>> Begin

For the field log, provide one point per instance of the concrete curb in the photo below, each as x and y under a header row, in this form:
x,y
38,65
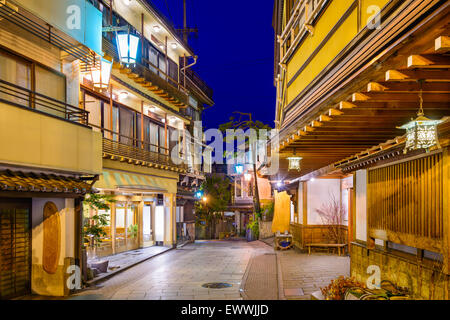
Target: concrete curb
x,y
111,274
281,295
244,279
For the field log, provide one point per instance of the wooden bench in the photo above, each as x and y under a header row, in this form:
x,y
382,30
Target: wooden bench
x,y
326,245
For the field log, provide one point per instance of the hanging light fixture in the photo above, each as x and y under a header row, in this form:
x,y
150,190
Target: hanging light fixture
x,y
421,133
295,163
101,76
127,45
239,168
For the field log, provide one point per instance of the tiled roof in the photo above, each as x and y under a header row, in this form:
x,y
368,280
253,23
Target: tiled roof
x,y
40,182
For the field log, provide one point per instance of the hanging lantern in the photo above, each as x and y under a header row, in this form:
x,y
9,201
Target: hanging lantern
x,y
127,45
295,163
239,168
102,75
421,133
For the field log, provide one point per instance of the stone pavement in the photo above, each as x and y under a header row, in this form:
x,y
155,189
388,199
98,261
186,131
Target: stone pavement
x,y
261,279
303,274
125,260
179,274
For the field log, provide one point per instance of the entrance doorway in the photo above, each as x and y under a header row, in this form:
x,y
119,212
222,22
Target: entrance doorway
x,y
15,248
147,225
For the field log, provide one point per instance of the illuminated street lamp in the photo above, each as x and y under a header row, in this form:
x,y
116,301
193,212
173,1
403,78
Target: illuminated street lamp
x,y
295,163
239,168
127,45
421,133
102,75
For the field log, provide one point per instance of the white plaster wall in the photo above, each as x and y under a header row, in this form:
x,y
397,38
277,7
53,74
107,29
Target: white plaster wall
x,y
300,203
37,219
361,205
319,193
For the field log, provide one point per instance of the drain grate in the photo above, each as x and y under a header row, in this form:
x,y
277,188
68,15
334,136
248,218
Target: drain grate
x,y
217,285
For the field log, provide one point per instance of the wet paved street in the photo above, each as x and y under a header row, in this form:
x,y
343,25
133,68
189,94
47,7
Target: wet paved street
x,y
180,274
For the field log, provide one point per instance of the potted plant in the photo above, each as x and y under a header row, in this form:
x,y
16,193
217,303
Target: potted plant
x,y
94,226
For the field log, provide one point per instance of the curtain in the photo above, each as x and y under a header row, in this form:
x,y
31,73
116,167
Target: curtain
x,y
162,66
162,143
93,105
16,72
126,128
153,58
154,129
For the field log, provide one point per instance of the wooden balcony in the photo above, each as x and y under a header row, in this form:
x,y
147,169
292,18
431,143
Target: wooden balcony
x,y
141,154
25,98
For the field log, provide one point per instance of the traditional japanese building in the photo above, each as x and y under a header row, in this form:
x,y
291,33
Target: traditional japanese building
x,y
49,156
350,76
149,115
95,97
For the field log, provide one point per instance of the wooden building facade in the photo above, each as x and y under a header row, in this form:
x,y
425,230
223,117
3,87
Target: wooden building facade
x,y
349,74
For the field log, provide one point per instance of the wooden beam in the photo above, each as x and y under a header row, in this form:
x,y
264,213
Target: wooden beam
x,y
414,75
376,87
359,97
346,105
408,87
428,61
442,44
404,96
334,112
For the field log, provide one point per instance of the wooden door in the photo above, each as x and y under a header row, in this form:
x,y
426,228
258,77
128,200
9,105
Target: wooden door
x,y
15,248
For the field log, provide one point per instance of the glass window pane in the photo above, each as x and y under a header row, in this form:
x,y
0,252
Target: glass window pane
x,y
93,105
126,126
18,73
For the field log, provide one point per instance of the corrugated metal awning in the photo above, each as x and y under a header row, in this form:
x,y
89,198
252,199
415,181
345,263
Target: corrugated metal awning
x,y
121,181
40,182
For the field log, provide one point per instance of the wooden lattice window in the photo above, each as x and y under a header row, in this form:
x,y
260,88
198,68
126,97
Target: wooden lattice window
x,y
405,203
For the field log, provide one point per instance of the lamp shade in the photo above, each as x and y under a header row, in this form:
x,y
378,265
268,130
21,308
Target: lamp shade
x,y
421,133
295,163
127,46
102,75
239,169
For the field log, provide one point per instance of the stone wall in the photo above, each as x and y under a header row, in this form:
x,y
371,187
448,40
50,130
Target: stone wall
x,y
422,278
265,229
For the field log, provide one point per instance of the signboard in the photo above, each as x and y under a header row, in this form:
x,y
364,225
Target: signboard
x,y
76,18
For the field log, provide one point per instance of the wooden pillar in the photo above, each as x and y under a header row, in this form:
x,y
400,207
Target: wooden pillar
x,y
140,223
165,133
152,215
111,120
446,213
142,124
305,203
370,241
304,211
351,206
113,227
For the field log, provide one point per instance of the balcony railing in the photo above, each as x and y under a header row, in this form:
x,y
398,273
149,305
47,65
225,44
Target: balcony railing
x,y
13,94
195,83
151,73
121,146
303,15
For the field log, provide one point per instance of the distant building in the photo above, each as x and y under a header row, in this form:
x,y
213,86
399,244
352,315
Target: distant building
x,y
92,100
349,75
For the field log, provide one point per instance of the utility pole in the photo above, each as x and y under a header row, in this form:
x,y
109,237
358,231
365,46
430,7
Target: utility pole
x,y
186,31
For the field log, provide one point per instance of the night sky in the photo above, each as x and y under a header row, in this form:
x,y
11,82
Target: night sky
x,y
235,49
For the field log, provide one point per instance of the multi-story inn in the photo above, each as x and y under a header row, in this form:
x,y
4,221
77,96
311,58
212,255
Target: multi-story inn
x,y
92,99
350,76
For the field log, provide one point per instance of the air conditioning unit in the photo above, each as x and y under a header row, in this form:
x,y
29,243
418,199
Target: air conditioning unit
x,y
10,10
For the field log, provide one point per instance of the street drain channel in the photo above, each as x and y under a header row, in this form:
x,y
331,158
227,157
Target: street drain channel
x,y
217,285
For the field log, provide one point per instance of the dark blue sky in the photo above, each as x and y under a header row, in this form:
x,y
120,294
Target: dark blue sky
x,y
235,49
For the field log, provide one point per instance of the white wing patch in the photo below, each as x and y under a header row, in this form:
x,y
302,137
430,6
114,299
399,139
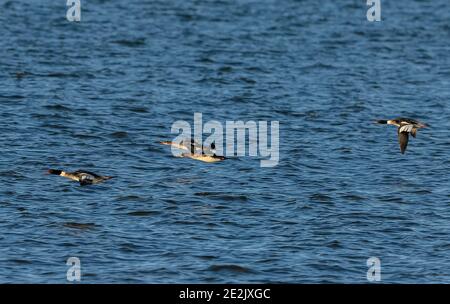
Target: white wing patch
x,y
406,128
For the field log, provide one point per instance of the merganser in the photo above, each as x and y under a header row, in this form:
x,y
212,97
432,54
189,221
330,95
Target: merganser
x,y
405,126
196,151
83,177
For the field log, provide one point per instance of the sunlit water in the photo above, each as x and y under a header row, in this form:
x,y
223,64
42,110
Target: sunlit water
x,y
99,94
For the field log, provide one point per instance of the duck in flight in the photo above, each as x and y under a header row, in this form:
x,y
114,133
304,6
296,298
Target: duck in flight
x,y
405,127
196,151
81,176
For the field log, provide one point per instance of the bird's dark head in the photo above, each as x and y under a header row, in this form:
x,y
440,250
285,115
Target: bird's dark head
x,y
56,172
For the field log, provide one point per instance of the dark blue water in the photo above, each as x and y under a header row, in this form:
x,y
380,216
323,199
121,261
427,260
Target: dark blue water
x,y
100,93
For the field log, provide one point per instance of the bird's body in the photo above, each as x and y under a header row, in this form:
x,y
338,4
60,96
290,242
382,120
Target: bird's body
x,y
81,176
196,151
405,127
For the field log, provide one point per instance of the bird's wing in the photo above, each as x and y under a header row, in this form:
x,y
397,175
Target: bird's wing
x,y
86,180
403,138
86,172
406,128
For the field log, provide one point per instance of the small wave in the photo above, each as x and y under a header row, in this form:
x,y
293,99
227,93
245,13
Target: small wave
x,y
82,226
142,213
131,42
230,268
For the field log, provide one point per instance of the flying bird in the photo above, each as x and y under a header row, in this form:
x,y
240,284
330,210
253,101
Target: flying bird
x,y
81,176
405,127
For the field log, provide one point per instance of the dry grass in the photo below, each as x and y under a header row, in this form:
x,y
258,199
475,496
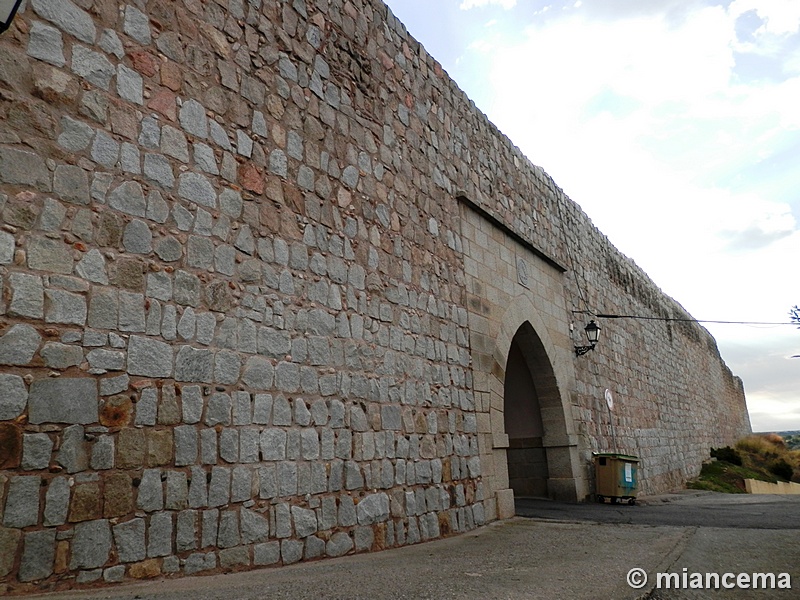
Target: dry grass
x,y
768,450
764,457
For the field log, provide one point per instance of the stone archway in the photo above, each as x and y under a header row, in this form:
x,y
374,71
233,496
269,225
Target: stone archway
x,y
526,346
522,415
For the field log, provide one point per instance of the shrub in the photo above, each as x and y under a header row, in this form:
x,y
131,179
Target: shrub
x,y
727,454
757,444
780,468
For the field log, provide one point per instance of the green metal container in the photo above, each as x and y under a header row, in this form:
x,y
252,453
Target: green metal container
x,y
616,477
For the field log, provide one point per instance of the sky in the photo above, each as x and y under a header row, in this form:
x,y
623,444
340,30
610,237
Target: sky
x,y
675,125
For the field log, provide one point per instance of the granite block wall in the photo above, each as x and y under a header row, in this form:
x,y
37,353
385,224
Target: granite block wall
x,y
235,320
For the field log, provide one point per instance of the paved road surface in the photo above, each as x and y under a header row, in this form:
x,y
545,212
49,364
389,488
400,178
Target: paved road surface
x,y
560,551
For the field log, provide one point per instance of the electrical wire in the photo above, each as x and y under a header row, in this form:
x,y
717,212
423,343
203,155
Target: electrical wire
x,y
680,319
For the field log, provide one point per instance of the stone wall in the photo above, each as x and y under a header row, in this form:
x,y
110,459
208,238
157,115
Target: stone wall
x,y
260,274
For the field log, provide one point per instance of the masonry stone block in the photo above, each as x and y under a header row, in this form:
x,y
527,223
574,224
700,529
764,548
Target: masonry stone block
x,y
92,66
159,534
150,496
27,295
68,17
339,544
137,238
149,357
22,501
91,544
186,531
38,555
65,307
63,400
37,449
13,395
47,44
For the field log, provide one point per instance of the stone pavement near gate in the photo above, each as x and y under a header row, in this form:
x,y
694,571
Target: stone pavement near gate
x,y
556,557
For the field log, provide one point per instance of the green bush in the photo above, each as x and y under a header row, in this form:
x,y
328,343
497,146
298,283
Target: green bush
x,y
727,454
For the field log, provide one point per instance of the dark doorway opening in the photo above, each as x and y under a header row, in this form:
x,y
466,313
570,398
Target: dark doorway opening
x,y
527,456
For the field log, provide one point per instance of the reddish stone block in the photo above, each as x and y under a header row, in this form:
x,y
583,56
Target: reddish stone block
x,y
144,62
163,101
251,178
171,76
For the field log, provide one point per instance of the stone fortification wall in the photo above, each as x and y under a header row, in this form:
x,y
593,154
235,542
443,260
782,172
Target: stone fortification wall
x,y
235,318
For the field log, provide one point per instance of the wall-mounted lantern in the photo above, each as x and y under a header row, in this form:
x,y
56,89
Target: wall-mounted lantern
x,y
8,8
593,335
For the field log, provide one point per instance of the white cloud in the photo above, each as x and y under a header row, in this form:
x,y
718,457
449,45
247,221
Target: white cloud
x,y
781,17
470,4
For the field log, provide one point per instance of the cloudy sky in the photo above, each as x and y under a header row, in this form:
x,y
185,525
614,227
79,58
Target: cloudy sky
x,y
675,124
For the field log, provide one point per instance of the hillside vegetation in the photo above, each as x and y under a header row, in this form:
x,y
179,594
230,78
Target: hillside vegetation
x,y
764,457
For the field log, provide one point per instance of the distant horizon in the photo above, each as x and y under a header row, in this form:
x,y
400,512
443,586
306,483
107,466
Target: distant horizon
x,y
683,110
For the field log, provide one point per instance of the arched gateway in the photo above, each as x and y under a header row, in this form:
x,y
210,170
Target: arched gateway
x,y
535,446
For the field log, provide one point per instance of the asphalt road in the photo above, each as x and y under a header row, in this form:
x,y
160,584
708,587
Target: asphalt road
x,y
558,552
690,509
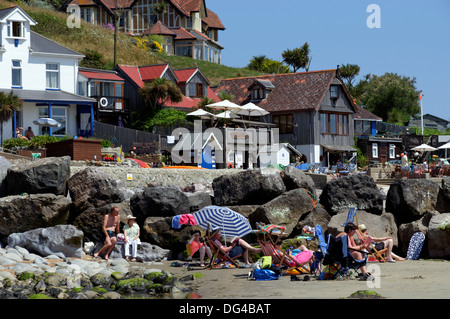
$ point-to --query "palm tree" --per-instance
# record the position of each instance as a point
(8, 104)
(159, 92)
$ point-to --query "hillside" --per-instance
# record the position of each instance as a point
(52, 25)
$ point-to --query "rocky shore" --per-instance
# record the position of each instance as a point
(52, 212)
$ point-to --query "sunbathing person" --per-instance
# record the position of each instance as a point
(238, 247)
(350, 230)
(380, 243)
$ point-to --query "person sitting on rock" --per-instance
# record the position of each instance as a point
(111, 223)
(238, 247)
(380, 244)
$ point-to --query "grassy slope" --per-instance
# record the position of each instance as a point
(52, 25)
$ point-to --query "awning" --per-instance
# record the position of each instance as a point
(338, 148)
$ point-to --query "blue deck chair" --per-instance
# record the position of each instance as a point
(340, 260)
(350, 216)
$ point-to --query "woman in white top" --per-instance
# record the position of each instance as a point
(131, 232)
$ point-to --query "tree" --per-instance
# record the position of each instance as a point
(392, 97)
(159, 92)
(298, 58)
(8, 104)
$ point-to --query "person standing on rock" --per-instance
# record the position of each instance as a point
(131, 232)
(110, 228)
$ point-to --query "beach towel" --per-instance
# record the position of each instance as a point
(415, 246)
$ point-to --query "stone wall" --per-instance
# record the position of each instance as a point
(159, 176)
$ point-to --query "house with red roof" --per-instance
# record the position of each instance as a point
(312, 110)
(188, 27)
(192, 83)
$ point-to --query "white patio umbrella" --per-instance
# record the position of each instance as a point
(49, 122)
(424, 148)
(227, 115)
(202, 114)
(224, 105)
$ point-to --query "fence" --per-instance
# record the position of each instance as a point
(122, 135)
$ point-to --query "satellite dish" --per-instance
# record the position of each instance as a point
(103, 102)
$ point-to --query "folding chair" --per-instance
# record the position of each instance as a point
(351, 218)
(219, 257)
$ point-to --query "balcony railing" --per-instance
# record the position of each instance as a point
(111, 103)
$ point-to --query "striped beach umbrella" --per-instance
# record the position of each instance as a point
(230, 222)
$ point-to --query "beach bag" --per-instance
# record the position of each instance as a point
(264, 262)
(264, 274)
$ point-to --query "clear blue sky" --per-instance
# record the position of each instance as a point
(413, 40)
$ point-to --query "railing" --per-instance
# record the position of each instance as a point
(107, 103)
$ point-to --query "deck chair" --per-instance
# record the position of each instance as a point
(352, 217)
(219, 257)
(339, 260)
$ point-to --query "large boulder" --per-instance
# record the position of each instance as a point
(294, 178)
(377, 225)
(357, 190)
(248, 187)
(61, 240)
(4, 166)
(47, 175)
(160, 202)
(92, 188)
(439, 236)
(22, 213)
(410, 199)
(284, 210)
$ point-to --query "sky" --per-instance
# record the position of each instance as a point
(407, 37)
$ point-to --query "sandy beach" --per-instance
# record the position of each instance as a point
(411, 279)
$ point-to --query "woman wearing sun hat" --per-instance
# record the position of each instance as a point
(131, 232)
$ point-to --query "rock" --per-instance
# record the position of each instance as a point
(250, 187)
(377, 225)
(439, 236)
(295, 178)
(22, 213)
(4, 166)
(284, 210)
(47, 175)
(62, 241)
(357, 190)
(91, 188)
(160, 202)
(410, 199)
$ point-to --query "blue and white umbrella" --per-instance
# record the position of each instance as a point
(230, 222)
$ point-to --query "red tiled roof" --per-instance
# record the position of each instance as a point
(212, 20)
(292, 92)
(185, 74)
(101, 75)
(182, 34)
(159, 28)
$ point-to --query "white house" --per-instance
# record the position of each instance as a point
(42, 73)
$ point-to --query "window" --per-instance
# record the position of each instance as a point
(375, 150)
(52, 75)
(16, 73)
(331, 123)
(334, 91)
(392, 151)
(284, 123)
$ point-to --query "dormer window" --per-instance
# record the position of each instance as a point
(15, 29)
(334, 92)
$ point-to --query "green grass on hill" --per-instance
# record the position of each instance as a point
(52, 25)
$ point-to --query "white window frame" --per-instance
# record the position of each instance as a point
(52, 71)
(375, 150)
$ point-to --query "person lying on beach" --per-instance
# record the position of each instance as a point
(350, 230)
(380, 244)
(198, 247)
(238, 247)
(111, 223)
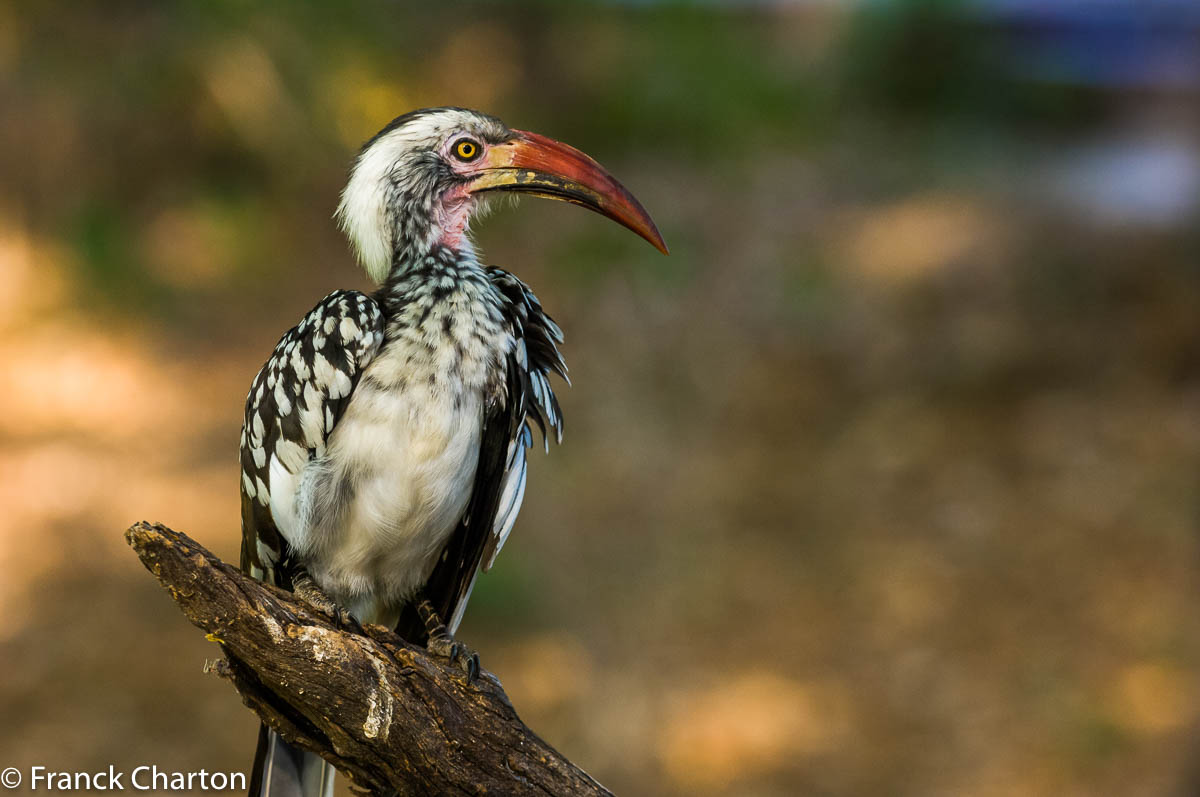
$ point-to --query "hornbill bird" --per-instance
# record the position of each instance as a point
(383, 454)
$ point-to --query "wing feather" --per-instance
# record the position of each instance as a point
(501, 475)
(292, 407)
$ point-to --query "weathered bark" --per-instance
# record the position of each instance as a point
(385, 713)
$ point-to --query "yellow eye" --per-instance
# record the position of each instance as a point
(466, 149)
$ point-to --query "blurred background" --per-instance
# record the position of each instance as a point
(883, 483)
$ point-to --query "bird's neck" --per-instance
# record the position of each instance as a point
(427, 276)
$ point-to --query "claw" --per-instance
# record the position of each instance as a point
(442, 645)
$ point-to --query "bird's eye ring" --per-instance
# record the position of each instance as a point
(466, 150)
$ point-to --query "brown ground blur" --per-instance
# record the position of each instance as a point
(885, 483)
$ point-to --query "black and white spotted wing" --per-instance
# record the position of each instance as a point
(501, 474)
(293, 405)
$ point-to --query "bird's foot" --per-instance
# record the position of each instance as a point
(307, 591)
(443, 645)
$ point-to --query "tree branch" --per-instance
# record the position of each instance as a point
(385, 713)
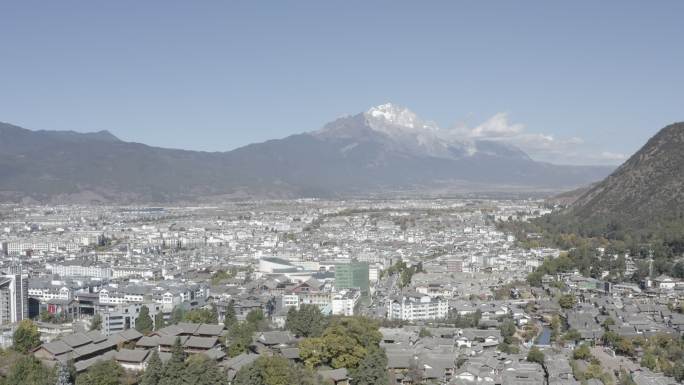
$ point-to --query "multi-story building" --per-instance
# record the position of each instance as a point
(82, 269)
(344, 302)
(13, 298)
(353, 275)
(413, 308)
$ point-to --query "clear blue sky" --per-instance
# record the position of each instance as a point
(216, 75)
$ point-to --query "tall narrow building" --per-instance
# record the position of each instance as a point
(353, 275)
(13, 298)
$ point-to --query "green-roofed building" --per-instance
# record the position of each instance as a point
(352, 275)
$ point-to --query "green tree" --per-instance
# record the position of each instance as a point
(608, 322)
(649, 360)
(101, 373)
(240, 338)
(372, 370)
(230, 318)
(63, 375)
(174, 368)
(308, 321)
(177, 315)
(581, 352)
(96, 322)
(273, 370)
(28, 370)
(572, 335)
(200, 370)
(255, 316)
(507, 329)
(154, 370)
(535, 355)
(144, 323)
(159, 320)
(26, 336)
(567, 301)
(344, 343)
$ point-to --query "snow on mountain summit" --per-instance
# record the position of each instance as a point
(389, 117)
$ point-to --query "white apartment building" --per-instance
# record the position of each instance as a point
(344, 302)
(81, 270)
(13, 298)
(113, 297)
(413, 308)
(45, 294)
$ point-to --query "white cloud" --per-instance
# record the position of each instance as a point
(538, 145)
(497, 127)
(607, 155)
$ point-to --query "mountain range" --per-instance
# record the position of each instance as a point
(385, 149)
(644, 196)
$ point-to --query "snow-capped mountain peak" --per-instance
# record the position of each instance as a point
(389, 118)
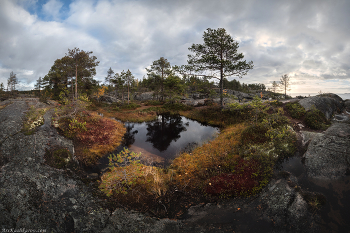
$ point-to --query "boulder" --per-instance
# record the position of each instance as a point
(108, 99)
(327, 104)
(328, 154)
(225, 101)
(144, 96)
(278, 208)
(192, 102)
(347, 105)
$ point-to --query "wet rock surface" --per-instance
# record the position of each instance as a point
(328, 104)
(328, 155)
(34, 195)
(278, 208)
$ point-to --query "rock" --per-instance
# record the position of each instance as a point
(341, 118)
(347, 105)
(108, 99)
(145, 96)
(327, 104)
(192, 102)
(287, 207)
(308, 136)
(328, 155)
(93, 176)
(132, 221)
(225, 101)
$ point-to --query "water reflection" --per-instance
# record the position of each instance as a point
(162, 132)
(164, 138)
(129, 136)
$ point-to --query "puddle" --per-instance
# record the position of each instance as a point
(160, 141)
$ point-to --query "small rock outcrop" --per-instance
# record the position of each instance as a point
(328, 154)
(108, 99)
(328, 104)
(347, 105)
(144, 96)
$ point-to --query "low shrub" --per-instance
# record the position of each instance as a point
(315, 119)
(128, 176)
(295, 110)
(242, 181)
(94, 135)
(34, 118)
(254, 134)
(153, 102)
(129, 106)
(176, 106)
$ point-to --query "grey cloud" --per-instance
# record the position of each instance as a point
(280, 37)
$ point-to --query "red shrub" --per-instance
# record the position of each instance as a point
(246, 176)
(99, 131)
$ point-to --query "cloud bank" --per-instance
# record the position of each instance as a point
(308, 40)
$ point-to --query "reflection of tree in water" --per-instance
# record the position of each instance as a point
(129, 136)
(162, 133)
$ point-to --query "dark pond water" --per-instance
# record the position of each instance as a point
(335, 214)
(162, 140)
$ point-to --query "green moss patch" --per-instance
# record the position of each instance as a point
(58, 158)
(315, 119)
(295, 110)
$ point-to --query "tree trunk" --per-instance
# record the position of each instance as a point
(221, 88)
(76, 82)
(128, 93)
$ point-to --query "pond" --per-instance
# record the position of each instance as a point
(160, 141)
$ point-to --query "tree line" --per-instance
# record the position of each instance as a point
(217, 58)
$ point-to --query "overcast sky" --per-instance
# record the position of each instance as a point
(308, 40)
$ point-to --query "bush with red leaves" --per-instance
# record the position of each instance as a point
(98, 131)
(242, 181)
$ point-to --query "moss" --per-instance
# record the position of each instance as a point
(176, 107)
(255, 133)
(153, 102)
(34, 118)
(315, 119)
(58, 158)
(295, 110)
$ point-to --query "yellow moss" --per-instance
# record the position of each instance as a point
(208, 159)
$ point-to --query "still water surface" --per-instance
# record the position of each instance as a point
(162, 140)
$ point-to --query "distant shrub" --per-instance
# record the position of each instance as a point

>> End

Exercise instructions —
Pull out every line above that contains the word "facade" and copy each one in full. Count only matches with the same capitalization.

Full answer —
For the field log, provide one point per instance of the wooden building facade in the photo above, each as x and y under a header row, in this form:
Target: wooden building facade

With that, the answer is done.